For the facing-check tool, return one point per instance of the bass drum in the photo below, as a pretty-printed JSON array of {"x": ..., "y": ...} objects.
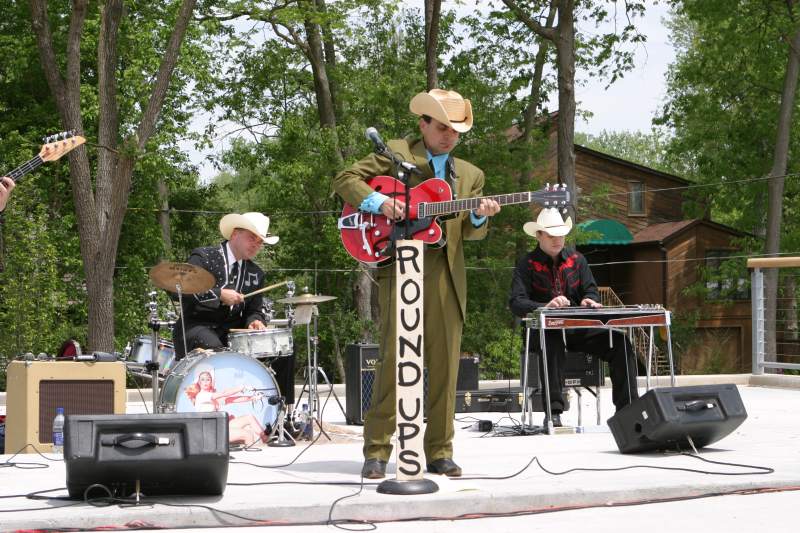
[{"x": 227, "y": 381}]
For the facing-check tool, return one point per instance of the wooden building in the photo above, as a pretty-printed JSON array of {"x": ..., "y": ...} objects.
[{"x": 648, "y": 253}]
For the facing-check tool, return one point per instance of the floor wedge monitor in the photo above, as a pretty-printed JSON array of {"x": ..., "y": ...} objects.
[
  {"x": 150, "y": 454},
  {"x": 668, "y": 418}
]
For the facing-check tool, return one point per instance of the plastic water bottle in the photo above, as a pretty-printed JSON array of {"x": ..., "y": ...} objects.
[{"x": 58, "y": 431}]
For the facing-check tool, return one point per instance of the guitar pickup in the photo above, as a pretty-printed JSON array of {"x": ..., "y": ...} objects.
[
  {"x": 355, "y": 221},
  {"x": 351, "y": 221}
]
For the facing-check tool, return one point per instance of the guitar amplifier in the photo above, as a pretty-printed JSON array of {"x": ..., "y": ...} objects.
[
  {"x": 37, "y": 388},
  {"x": 359, "y": 369},
  {"x": 175, "y": 453}
]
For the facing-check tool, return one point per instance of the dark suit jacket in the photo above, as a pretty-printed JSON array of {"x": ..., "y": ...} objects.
[{"x": 207, "y": 309}]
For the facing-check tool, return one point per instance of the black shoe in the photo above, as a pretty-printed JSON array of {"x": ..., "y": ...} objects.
[
  {"x": 556, "y": 421},
  {"x": 374, "y": 469},
  {"x": 445, "y": 466}
]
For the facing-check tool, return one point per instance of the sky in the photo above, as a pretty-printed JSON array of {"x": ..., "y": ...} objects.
[
  {"x": 629, "y": 104},
  {"x": 632, "y": 102}
]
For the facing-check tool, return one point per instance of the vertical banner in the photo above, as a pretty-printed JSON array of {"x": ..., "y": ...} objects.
[{"x": 409, "y": 350}]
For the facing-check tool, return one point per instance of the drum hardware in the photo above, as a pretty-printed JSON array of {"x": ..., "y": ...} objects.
[
  {"x": 268, "y": 288},
  {"x": 181, "y": 278},
  {"x": 278, "y": 436},
  {"x": 307, "y": 313},
  {"x": 155, "y": 325}
]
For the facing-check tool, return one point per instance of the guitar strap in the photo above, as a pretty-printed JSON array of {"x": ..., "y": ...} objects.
[{"x": 451, "y": 178}]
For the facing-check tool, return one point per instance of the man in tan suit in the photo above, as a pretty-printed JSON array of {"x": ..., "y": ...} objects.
[{"x": 444, "y": 115}]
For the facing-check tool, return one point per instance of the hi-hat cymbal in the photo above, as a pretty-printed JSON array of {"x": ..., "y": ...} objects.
[
  {"x": 191, "y": 278},
  {"x": 307, "y": 299}
]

● ● ●

Do not include the images; transcribe the rest of the listing exactly.

### RESPONSE TO THE TASK
For the facing-check tool, return one point per instance of the bass drum in the photo below, as a pretty-printed JSON array of {"x": ..., "y": ...} objects.
[{"x": 227, "y": 381}]
For the facing-check tool, return one point per instance of the wooden building in the photo above, as a pretty-printed JSON array of {"x": ..., "y": ...} objects.
[{"x": 648, "y": 253}]
For the facing-check tool, return one point per instance of the floor wedge monitor in the photo above, as a pretty-printed JSON array of {"x": ..., "y": ...} objects.
[
  {"x": 150, "y": 454},
  {"x": 668, "y": 418}
]
For the facing-check tool, return one point per instance of the plastic water bottle in the photo above, as a pretty-printed JSON array of {"x": ..., "y": ...} objects.
[{"x": 58, "y": 431}]
For the facing-check tool, return one point per instance of the guitar pickup in the photo above, as a pretty-printed JSON array of {"x": ..., "y": ...} objects.
[
  {"x": 355, "y": 221},
  {"x": 351, "y": 221}
]
For the facing-check tool, return one point per instance of the guitar amplifier in the photo above, as a pretty-printed JSON array of {"x": ..., "y": ...} objects.
[
  {"x": 37, "y": 388},
  {"x": 359, "y": 369},
  {"x": 175, "y": 453}
]
For the facing-check tool, return one point per instance of the dark suit jacket in the photo above, as a pretty-printed JSON array of {"x": ..., "y": ...} objects.
[{"x": 207, "y": 309}]
For the facing-check tool, return one point per instance of the black shoe in the photo above, as a pretty-printed JSON array of {"x": ..., "y": ...} objects.
[
  {"x": 556, "y": 421},
  {"x": 374, "y": 469},
  {"x": 445, "y": 466}
]
For the facing-check tool, return one point per instance of the sky in the photo above, as a pretty-printed JSON array of {"x": ..., "y": ...} objects.
[
  {"x": 629, "y": 104},
  {"x": 632, "y": 102}
]
For the facing-check tool, return one point per instance of the vertical banner in the photo above, as a pretty-printed JSON array of {"x": ..., "y": ...} objects.
[{"x": 409, "y": 350}]
For the facing-check tool, return one point per instance of the drum hardware in the photo above, as a pretty-printed JSON array of {"x": ..., "y": ...} objects.
[
  {"x": 268, "y": 288},
  {"x": 181, "y": 278},
  {"x": 278, "y": 436},
  {"x": 307, "y": 313},
  {"x": 155, "y": 325}
]
For the facing-check tool, return one point per instance of the guitar strap in the photo above, as a pretty-printed JSON array of {"x": ..., "y": ...} objects.
[{"x": 451, "y": 178}]
For the facing-check tool, return one point per instance of the man in tan suit in the photo above, as a pretty-printed JSON array of {"x": ..., "y": ...} objects.
[{"x": 444, "y": 115}]
For the facing-check tool, return one point per instance of the hi-hat cymbal in the photo above, as a pretty-printed JSON array of {"x": ..., "y": ...} objects.
[
  {"x": 191, "y": 278},
  {"x": 307, "y": 299}
]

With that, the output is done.